#### WHAT NEEDS TO BE DONE:
The word "european" marks the lines to keep; find each one in the data and copy it.

[Referring expression pointing data]

* * * * *

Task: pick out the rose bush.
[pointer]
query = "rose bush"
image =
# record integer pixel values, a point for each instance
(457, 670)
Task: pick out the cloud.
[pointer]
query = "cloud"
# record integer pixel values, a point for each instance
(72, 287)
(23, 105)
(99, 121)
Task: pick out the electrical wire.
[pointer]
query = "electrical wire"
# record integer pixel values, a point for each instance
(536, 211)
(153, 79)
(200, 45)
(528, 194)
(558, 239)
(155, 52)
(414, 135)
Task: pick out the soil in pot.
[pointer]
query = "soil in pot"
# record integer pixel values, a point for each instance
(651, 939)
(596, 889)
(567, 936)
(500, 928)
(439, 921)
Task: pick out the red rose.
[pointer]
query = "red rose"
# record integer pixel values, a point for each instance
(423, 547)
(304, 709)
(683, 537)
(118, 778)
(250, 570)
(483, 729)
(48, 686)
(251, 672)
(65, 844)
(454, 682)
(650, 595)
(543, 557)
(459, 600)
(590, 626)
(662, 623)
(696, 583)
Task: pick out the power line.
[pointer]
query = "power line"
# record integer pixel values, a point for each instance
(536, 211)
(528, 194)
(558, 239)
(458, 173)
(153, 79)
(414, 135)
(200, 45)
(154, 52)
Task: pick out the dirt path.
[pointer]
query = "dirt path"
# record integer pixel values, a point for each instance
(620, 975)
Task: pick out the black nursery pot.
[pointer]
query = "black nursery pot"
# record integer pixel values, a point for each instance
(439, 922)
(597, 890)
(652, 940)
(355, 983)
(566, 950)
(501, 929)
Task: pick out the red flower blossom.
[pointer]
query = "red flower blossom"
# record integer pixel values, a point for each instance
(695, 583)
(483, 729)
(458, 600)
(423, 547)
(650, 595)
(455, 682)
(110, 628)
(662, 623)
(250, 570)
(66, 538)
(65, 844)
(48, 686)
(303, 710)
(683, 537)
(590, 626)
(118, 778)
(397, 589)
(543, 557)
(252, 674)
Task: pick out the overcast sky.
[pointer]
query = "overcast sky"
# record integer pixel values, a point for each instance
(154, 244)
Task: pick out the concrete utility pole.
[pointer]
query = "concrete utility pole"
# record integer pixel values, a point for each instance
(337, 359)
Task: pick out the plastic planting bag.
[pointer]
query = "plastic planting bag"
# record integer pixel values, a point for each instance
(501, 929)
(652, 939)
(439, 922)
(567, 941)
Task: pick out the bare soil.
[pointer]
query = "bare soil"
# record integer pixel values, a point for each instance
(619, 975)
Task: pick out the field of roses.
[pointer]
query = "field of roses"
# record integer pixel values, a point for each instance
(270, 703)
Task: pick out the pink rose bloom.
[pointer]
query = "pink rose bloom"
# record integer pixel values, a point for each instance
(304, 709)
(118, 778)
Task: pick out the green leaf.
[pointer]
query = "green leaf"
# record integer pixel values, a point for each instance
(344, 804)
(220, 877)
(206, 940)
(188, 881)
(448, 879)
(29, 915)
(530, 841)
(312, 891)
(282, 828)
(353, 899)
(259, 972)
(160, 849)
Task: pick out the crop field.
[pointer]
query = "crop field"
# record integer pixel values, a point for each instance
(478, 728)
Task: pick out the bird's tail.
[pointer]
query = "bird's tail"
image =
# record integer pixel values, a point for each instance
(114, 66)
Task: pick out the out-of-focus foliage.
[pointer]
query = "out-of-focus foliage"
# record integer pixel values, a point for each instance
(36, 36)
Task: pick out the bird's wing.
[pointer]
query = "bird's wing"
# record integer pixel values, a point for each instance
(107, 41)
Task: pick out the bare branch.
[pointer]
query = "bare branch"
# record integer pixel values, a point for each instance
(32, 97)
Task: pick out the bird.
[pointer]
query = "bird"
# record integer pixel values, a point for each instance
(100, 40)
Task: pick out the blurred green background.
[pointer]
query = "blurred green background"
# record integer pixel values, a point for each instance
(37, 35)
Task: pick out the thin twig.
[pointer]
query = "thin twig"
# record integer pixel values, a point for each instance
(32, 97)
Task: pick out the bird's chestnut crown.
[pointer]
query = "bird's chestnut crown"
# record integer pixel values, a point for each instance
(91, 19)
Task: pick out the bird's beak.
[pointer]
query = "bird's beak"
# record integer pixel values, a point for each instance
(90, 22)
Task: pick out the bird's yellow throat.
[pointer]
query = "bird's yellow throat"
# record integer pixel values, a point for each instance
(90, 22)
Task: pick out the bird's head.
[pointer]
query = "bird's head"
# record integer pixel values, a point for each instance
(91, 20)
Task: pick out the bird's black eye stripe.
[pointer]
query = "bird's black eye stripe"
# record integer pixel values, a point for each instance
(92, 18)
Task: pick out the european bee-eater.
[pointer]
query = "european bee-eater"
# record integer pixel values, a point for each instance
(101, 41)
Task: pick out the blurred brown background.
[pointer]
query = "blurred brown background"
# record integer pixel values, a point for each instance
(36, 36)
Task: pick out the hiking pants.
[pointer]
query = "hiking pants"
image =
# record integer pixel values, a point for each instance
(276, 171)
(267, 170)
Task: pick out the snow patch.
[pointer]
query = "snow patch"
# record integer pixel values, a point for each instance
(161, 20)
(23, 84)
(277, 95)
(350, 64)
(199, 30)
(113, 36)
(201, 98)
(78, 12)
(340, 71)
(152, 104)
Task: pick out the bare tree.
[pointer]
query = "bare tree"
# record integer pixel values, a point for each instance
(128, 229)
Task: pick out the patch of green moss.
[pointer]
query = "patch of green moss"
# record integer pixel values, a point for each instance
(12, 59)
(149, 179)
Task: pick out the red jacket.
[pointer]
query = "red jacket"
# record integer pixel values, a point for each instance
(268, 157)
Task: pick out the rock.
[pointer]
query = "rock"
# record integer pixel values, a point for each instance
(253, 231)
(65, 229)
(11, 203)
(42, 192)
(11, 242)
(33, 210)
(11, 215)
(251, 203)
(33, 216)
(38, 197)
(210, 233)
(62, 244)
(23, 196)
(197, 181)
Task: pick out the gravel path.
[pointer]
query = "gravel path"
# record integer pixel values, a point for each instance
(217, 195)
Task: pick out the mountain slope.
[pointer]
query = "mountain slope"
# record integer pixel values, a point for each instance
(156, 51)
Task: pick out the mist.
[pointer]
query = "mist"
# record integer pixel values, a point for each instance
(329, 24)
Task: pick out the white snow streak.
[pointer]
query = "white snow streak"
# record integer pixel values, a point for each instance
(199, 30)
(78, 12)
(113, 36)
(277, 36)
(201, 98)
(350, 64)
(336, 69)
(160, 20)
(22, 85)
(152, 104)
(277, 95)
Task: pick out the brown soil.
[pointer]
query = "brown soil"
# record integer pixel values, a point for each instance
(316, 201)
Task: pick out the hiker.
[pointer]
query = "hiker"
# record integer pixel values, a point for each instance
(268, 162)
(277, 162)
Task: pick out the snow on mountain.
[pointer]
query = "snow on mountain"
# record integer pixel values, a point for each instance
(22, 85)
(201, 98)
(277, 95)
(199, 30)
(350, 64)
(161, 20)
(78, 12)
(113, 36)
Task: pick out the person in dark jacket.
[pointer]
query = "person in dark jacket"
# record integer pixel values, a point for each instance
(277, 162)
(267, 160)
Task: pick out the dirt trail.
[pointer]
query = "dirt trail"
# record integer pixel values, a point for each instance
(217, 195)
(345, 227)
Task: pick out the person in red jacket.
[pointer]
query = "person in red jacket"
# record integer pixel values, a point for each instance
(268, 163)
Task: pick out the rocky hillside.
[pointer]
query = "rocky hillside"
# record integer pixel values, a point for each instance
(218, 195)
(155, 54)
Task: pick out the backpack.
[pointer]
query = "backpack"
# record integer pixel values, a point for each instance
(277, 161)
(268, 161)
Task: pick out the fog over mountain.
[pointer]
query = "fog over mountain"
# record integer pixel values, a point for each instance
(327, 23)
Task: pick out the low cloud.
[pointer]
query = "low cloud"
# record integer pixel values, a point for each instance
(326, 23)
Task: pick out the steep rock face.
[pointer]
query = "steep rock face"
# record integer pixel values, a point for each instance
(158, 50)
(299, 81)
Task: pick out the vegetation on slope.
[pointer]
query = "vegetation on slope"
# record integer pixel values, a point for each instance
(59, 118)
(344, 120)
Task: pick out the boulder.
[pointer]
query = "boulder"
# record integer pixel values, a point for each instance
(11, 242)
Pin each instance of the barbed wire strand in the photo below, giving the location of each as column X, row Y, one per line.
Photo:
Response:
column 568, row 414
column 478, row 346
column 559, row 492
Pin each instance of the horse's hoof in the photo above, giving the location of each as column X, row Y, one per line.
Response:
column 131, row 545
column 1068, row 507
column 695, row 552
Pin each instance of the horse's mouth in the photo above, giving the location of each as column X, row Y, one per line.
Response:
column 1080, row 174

* * * * *

#### SOLUTION FOR THIS TASK:
Task: pick out the european bee-eater.
query = "european bee-eater"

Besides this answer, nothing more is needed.